Activity:
Type out the complete listing below word for word, without its pictures.

──────────────────────────────

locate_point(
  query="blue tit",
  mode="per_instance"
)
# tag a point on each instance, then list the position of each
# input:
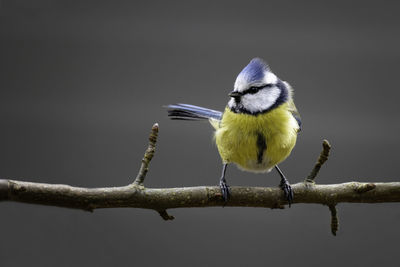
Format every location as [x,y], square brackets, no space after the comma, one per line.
[259,126]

──────────────────────────────

Solution to this exercise:
locate_point(
  query="blue tit",
  mode="per_instance"
)
# tag a point on each instance, then list the position of each
# input:
Format every location as [x,y], square brackets, no space after the comma, one per line.
[259,126]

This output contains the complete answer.